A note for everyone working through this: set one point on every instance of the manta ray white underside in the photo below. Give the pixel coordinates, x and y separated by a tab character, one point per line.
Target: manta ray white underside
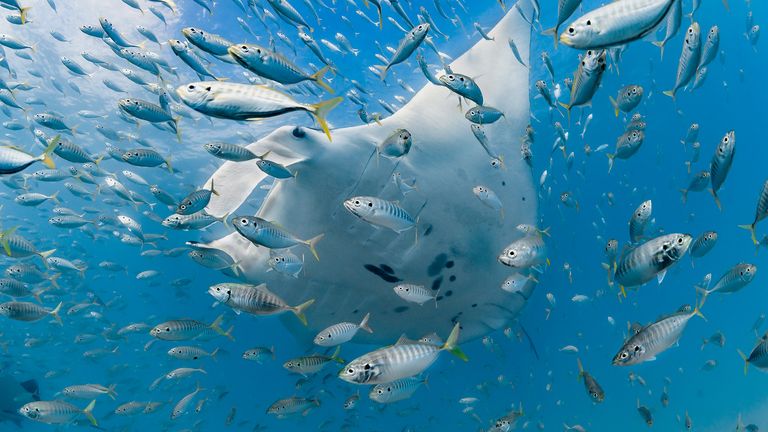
458	237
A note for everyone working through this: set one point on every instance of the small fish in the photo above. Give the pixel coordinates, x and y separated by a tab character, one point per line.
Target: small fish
259	354
698	183
312	364
733	280
689	59
402	360
628	98
186	329
407	46
248	102
380	212
196	201
650	259
396	391
721	164
265	233
57	412
565	8
273	66
645	413
639	220
483	115
464	86
292	405
590	383
703	244
340	333
586	79
616	24
654	338
396	145
256	300
418	294
758	357
626	146
527	252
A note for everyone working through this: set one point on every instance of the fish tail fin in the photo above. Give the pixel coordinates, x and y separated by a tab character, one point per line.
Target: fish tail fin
660	44
23	14
751	229
382	71
321	110
581	368
213	189
717	199
551	31
44	256
176	127
335	356
216	326
317	77
299	310
451	344
53	279
615	105
746	361
312	243
88	412
55	313
111	391
45	157
700	304
364	323
4	240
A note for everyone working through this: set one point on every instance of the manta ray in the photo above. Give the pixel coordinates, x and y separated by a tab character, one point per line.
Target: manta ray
453	248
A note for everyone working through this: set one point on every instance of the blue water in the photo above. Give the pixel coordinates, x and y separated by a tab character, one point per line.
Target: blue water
503	372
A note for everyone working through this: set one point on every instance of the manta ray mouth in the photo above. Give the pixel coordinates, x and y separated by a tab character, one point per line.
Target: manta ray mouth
457	236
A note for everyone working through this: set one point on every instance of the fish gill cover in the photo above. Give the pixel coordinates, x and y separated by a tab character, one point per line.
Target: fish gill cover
393	179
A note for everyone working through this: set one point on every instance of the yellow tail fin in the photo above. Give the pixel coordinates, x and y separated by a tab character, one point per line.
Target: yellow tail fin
321	111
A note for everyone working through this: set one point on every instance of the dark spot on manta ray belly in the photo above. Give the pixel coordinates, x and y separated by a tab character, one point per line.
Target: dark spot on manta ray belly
437	265
382	273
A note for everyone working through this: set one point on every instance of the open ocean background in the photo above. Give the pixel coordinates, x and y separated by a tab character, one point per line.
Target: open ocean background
501	373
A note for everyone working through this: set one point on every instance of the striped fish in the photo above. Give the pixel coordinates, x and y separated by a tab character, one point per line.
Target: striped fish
256	300
402	360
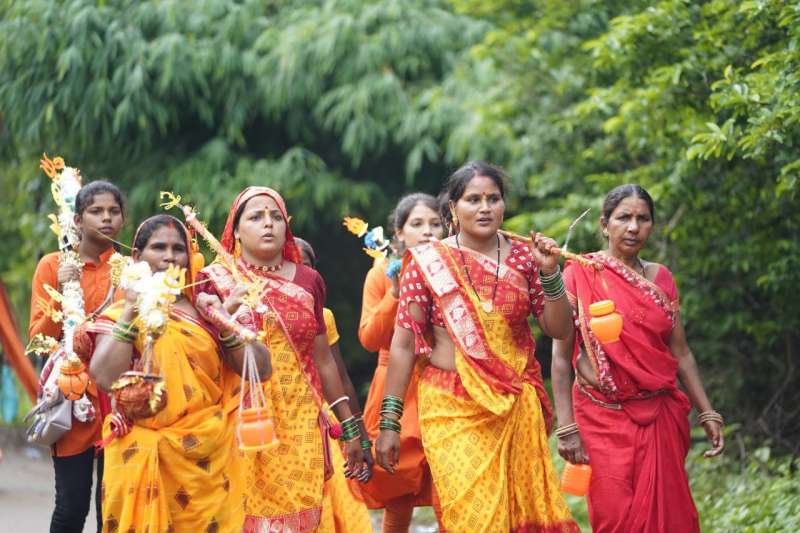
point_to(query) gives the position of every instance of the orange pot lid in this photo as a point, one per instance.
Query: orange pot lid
(602, 307)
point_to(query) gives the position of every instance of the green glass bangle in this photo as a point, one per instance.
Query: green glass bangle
(391, 425)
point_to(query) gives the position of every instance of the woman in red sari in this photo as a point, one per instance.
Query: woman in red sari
(284, 484)
(625, 414)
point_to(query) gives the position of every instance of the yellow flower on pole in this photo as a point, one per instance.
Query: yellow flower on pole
(356, 226)
(375, 254)
(49, 167)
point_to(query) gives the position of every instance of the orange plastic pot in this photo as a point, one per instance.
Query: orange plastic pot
(575, 479)
(73, 378)
(256, 430)
(606, 323)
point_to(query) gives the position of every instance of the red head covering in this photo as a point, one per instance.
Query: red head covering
(290, 250)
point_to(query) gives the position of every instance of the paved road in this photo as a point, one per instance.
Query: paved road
(26, 491)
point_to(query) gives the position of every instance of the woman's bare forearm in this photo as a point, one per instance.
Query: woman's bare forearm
(344, 377)
(562, 378)
(401, 363)
(556, 319)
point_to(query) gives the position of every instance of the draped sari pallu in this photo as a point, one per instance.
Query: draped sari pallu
(284, 484)
(172, 472)
(484, 427)
(634, 425)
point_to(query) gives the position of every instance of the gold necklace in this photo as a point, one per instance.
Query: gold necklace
(266, 269)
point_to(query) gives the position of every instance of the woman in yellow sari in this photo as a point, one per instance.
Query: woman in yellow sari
(169, 472)
(343, 507)
(483, 412)
(284, 485)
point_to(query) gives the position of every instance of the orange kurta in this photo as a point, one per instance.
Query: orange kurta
(375, 331)
(95, 282)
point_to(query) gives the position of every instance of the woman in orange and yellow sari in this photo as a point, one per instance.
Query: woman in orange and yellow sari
(343, 508)
(284, 485)
(483, 412)
(171, 471)
(415, 221)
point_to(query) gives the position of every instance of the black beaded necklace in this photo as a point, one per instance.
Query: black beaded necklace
(489, 305)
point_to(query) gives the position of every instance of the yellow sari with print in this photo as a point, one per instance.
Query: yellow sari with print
(172, 472)
(283, 483)
(484, 426)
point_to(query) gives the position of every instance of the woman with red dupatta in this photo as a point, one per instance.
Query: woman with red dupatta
(625, 414)
(284, 484)
(483, 412)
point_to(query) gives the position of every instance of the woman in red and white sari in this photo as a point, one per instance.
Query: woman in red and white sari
(625, 414)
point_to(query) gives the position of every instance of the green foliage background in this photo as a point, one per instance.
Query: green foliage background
(344, 105)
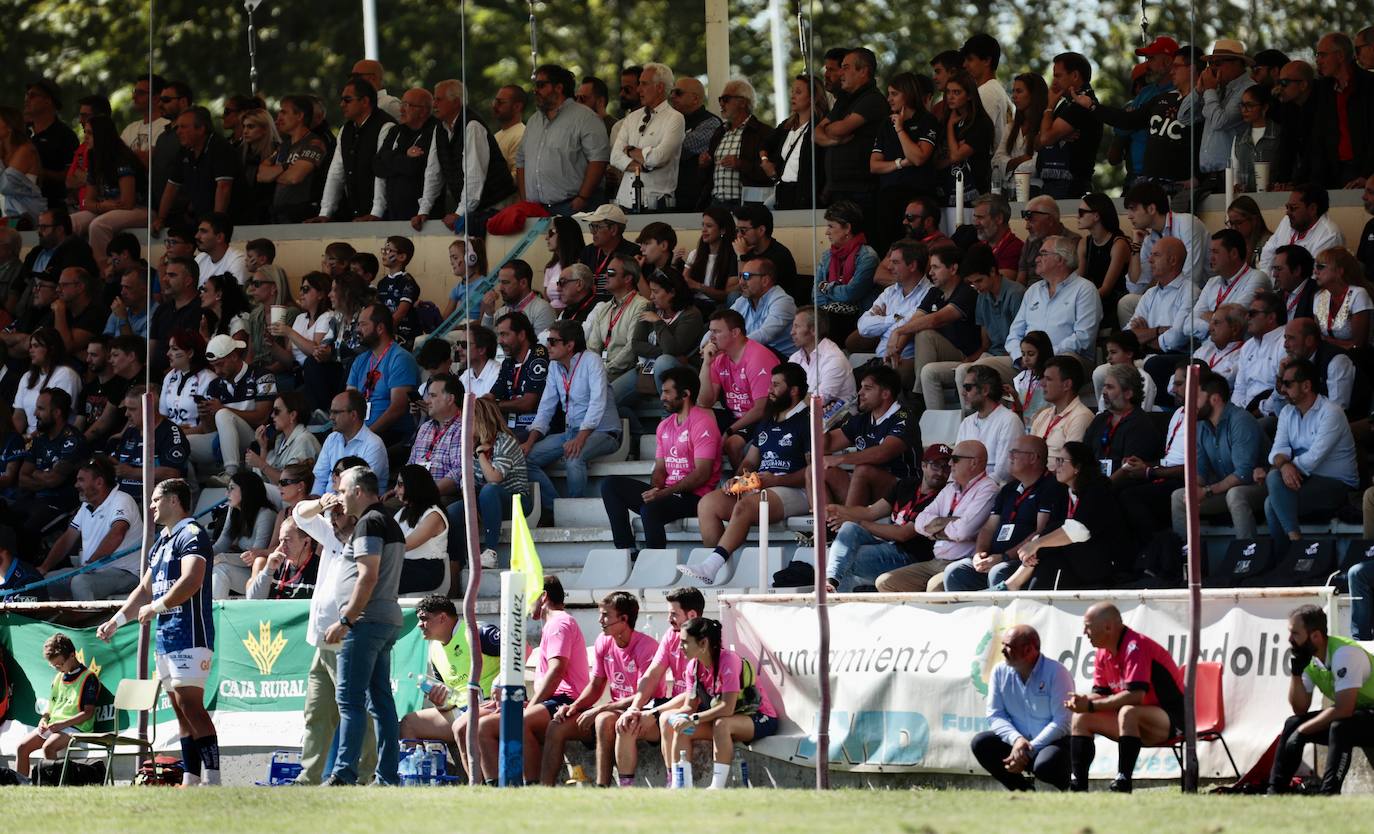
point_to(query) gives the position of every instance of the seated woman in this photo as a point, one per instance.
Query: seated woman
(668, 334)
(1079, 554)
(290, 570)
(246, 528)
(499, 476)
(426, 531)
(726, 702)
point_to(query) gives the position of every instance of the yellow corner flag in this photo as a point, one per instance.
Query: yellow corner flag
(524, 557)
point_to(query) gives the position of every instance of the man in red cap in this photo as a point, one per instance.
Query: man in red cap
(880, 537)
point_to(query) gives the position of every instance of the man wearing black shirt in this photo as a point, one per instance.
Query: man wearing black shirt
(1024, 507)
(851, 131)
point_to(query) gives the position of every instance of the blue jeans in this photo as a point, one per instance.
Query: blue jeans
(551, 448)
(364, 687)
(493, 506)
(858, 554)
(963, 576)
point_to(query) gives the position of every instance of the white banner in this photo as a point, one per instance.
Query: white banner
(910, 679)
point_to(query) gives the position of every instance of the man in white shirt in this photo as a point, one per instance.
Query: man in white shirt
(991, 422)
(1305, 223)
(649, 144)
(1233, 280)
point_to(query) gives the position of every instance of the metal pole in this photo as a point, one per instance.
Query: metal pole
(1190, 478)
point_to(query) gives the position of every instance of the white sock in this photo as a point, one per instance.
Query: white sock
(719, 775)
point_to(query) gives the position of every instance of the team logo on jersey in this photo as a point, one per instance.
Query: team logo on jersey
(265, 647)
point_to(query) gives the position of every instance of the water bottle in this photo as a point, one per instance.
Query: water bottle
(682, 771)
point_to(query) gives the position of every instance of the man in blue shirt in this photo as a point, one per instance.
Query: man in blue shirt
(576, 384)
(1312, 456)
(1029, 720)
(1229, 449)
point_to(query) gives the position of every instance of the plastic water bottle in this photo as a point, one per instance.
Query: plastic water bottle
(682, 771)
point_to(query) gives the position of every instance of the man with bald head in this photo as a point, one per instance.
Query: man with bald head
(1136, 697)
(1024, 741)
(1022, 509)
(373, 73)
(1042, 216)
(689, 98)
(951, 521)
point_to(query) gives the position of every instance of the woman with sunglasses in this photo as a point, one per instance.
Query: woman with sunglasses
(1104, 252)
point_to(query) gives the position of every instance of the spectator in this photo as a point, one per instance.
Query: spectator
(991, 215)
(792, 155)
(735, 373)
(351, 437)
(1305, 223)
(991, 423)
(1340, 668)
(206, 168)
(766, 307)
(951, 521)
(171, 451)
(561, 161)
(351, 186)
(1312, 458)
(723, 695)
(72, 705)
(866, 546)
(1136, 697)
(649, 154)
(667, 335)
(524, 373)
(775, 462)
(368, 623)
(592, 425)
(385, 375)
(246, 528)
(1229, 448)
(407, 164)
(426, 531)
(1024, 742)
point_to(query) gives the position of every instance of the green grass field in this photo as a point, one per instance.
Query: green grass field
(565, 811)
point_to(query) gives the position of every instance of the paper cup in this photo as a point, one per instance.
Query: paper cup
(1022, 186)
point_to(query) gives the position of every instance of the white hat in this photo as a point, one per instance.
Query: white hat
(606, 212)
(221, 346)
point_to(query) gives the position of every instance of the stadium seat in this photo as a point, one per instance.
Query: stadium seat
(1208, 712)
(133, 695)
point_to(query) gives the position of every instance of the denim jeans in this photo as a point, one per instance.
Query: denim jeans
(856, 554)
(493, 506)
(551, 448)
(364, 687)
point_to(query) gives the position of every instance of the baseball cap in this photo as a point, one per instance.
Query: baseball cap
(221, 346)
(937, 451)
(1161, 46)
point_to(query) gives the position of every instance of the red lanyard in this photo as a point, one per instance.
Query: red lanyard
(568, 381)
(1222, 296)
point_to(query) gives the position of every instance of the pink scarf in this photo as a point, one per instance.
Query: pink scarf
(842, 260)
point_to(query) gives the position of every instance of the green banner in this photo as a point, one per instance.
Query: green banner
(261, 660)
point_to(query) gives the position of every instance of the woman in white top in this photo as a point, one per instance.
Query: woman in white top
(425, 526)
(1341, 305)
(187, 379)
(47, 368)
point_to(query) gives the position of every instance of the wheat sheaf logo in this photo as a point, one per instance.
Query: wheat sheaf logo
(264, 647)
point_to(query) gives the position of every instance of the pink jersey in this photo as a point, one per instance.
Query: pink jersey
(745, 382)
(564, 638)
(624, 667)
(671, 656)
(680, 445)
(730, 668)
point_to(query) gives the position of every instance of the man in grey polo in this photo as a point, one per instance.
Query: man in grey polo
(564, 155)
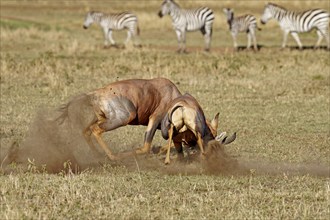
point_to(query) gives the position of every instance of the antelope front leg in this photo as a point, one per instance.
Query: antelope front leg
(97, 132)
(200, 144)
(148, 136)
(170, 133)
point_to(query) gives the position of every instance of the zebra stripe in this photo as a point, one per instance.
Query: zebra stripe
(296, 22)
(184, 20)
(245, 23)
(110, 22)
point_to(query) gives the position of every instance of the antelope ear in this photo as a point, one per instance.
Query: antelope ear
(221, 137)
(215, 121)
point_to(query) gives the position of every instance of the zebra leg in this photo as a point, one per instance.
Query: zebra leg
(249, 40)
(183, 40)
(207, 32)
(320, 37)
(106, 39)
(296, 37)
(254, 38)
(234, 35)
(129, 36)
(178, 34)
(285, 38)
(113, 43)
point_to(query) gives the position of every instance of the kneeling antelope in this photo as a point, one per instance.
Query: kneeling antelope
(244, 23)
(127, 102)
(185, 122)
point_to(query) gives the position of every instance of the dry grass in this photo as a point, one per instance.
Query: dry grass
(277, 100)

[STATED PROBLEM]: Take the lines from the one containing "of the wheat" through the final line of the listing above and print them exactly, including both ends but no pictures.

[THE REPLY]:
point_to(query) gives the position of every instance of the wheat sheaf logo in this photo as a point, one per instance.
Query: wheat sheaf logo
(264, 647)
point_to(query) gives the position of every instance of the pink jersey in this photo as a point, one per instance.
Query: pink jersey
(745, 382)
(564, 638)
(624, 667)
(671, 656)
(680, 445)
(730, 668)
point_to(query) gives the position of every instance of the man in grey polo in this photo as a point, one per instance.
Query: man in grey polo
(564, 155)
point_to(query) gives the position of every instance of the antelope front leg in this photo as a point, one per instance.
Query: antelope front leg
(97, 132)
(200, 144)
(148, 136)
(170, 133)
point_to(query) gives the position of every instance of the zebra stripe in this photo as a point, one per instance.
Query: zebra stripe
(296, 22)
(184, 20)
(245, 23)
(110, 22)
point_to(query) gives the position of every instance of the antelope ear in this photo as a point, one per instance.
Query: antelope ear
(221, 137)
(215, 121)
point_to(query) gives the position of every instance of the zebra leg in this photo as a point, one per instance.
Query: zebra leg
(249, 40)
(183, 40)
(207, 32)
(320, 37)
(106, 39)
(296, 37)
(254, 38)
(234, 35)
(129, 36)
(178, 34)
(285, 38)
(113, 43)
point_to(query) gives the position of every instance of the kneeling antelope in this photo as a point, one per instance.
Query: kneeling antelope
(244, 23)
(127, 102)
(185, 122)
point_to(query) gives the position of every instance of the dry grass in this photo as a point, one per instance.
Query: dry grass
(277, 100)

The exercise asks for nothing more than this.